Appeared in the Hill Times on November 8, 2010 as In Search of a Compromise on Copyright

Last week marked the return of the copyright debate to the House of Commons as Bill C-32 entered second reading. Six months after its introduction, it became immediately apparent that all three opposition parties will be seeking changes to the bill in return for their support. Three issues stand out as the most contentious: digital locks, fair dealing reform, and the extension of the private copying levy.

Canadian Heritage Minister James Moore was quick to criticize opposition concerns, but garnering the requisite votes to pass the legislation will require compromise.  The good news is that there may be a path to finding common ground on each issue.

Digital Locks

The digital lock rules were easily the most discussed aspect of Bill C-32. The Liberals repeatedly emphasized the need for Canadians to have the right to circumvent for format shifting, making backup copies, and other consumer activities.  This would require changes to the consumer provisions in the bill and the general anti-circumvention provision, since both create barriers to these common consumer activities.

Meanwhile, the NDP placed the spotlight on the impact of locks on education and teaching, describing the exceptions that require destruction of teaching materials thirty days after the end of a course as a digital book burning.  The Bloc was no more supportive, characterizing a legislative approach based on digital locks as “completely ludicrous.”

The compromise position must retain legal protection for digital locks – these provisions are an essential component of complying with the World Intellectual Property Organization’s Internet treaties – but ensure that digital locks do not trump all other copyright rights by preserving fair dealing and consumer rights.

The most obvious solution would be to alter the Bill C-32 approach by clarifying that it is only a violation to circumvent a digital lock where the underlying purpose is to infringe copyright.  This approach – which has been adopted by countries such as New Zealand and Switzerland – would ensure that the law could be used to target clear cases of commercial piracy but that individual consumer and user rights are preserved.

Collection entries
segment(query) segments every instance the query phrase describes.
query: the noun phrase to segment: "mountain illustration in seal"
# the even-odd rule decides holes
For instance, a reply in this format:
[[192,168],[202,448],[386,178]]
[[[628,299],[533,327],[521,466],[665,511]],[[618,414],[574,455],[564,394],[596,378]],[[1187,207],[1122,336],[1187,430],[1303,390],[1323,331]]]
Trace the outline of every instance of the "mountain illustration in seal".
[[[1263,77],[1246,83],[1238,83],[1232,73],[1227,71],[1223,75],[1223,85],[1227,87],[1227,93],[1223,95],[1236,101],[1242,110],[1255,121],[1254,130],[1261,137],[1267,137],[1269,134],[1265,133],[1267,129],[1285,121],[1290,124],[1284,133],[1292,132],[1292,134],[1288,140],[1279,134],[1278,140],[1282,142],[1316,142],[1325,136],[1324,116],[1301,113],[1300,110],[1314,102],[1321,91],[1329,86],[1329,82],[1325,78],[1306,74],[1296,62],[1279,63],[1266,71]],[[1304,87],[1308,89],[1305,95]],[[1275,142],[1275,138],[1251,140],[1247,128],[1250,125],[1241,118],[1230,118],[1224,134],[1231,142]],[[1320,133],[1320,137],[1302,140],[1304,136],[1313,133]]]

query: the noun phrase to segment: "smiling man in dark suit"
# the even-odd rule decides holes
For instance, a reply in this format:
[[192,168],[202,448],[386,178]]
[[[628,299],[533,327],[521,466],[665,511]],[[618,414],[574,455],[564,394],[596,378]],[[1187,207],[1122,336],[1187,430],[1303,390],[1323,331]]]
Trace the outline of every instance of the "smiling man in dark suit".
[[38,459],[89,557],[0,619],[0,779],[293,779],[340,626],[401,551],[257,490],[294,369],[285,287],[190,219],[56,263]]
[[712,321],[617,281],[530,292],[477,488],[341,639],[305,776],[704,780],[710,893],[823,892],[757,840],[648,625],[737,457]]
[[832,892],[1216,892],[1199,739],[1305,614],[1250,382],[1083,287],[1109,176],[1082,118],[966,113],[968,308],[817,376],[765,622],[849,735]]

Aim A.
Answer these about the Hill Times copyright article:
(i) Which bill entered second reading in the House of Commons?
(ii) What did the NDP call the exceptions that require teaching materials to be destroyed thirty days after a course ends?
(iii) Which countries have adopted the approach of making circumvention a violation only when the purpose is to infringe copyright?
Aim B. Continue the Hill Times copyright article from the point where it stops.
The listing comes from a separate source and has no connection to the Hill Times copyright article.

Exercise output A.
(i) Bill C-32
(ii) A digital book burning
(iii) New Zealand and Switzerland

Exercise output B.
Fair Dealing

Bill C-32’s fair dealing reforms, which add education, parody, and satire to the list of fair dealing categories, represents the government’s attempt to strike a balance between those seeking a U.S.-style fair use provision and those opposed to new exception categories altogether.  That middle ground came in for considerable criticism from the opposition parties, who expressed concern that the inclusion of education would lead to rampant, uncompensated copying.

The reality is far less worrisome. Canadian fair dealing analysis involves a two-part test. First, does the use (or dealing) qualify for one of the fair dealing exceptions. Second, if it does qualify, is the use itself fair.  

The extension of fair dealing to education only affects the first part of the test.  In other words, while Bill C-32 will extend the categories of what qualifies as fair dealing, it does not change the need for the use itself to be fair. The Supreme Court of Canada has identified six non-exhaustive factors to assist a court‘s fairness inquiry: (1) the purpose of the dealing; (2) the character of the dealing; (3) the amount of the dealing; (4) alternatives to the dealing; (5) the nature of the work; and (6) the effect of the dealing on the work.

While this means that the Canadian courts have already established limits on fair dealing, the road to compromise could involve codifying the six-part fairness text within the Copyright Act.  This would ensure that judges would be required to assess the fairness of any use – including education – before it was treated as fair dealing.  The codification should alleviate any lingering MP concerns that expanding the fair dealing categories necessarily means abandoning copyright fairness and balance.  

Extending the Private Copying Levy  

Both the NDP and Bloc remain strongly supportive of extending the private copying levy to cover iPods and other devices.  Those proposals have raised concerns about the potential for very broad coverage including cellphones and personal computers, the competitive impact on consumer pricing, and the interaction between private copying and digital locks.  With the Conservatives strongly opposed to a reform they describe as a tax, extending the levy appears to face an uphill climb.

Yet a compromise may lie in identifying alternative mechanisms for providing financial supportive to Canadian creators.  A recent study of Montreal musician attitudes toward copyright by McGill law professor Tina Piper found that artists were far more focused on grant programs that play a key role in developing and distributing new music, facilitating performance tours, and expanding the international reach of Canadian music.  

Rather than expanding the levy, the government could commit to continued full program funding for the next five years.  That would match the five year period before the next Copyright Act review and give Canadian artists the financial stability that even the levy does not provide.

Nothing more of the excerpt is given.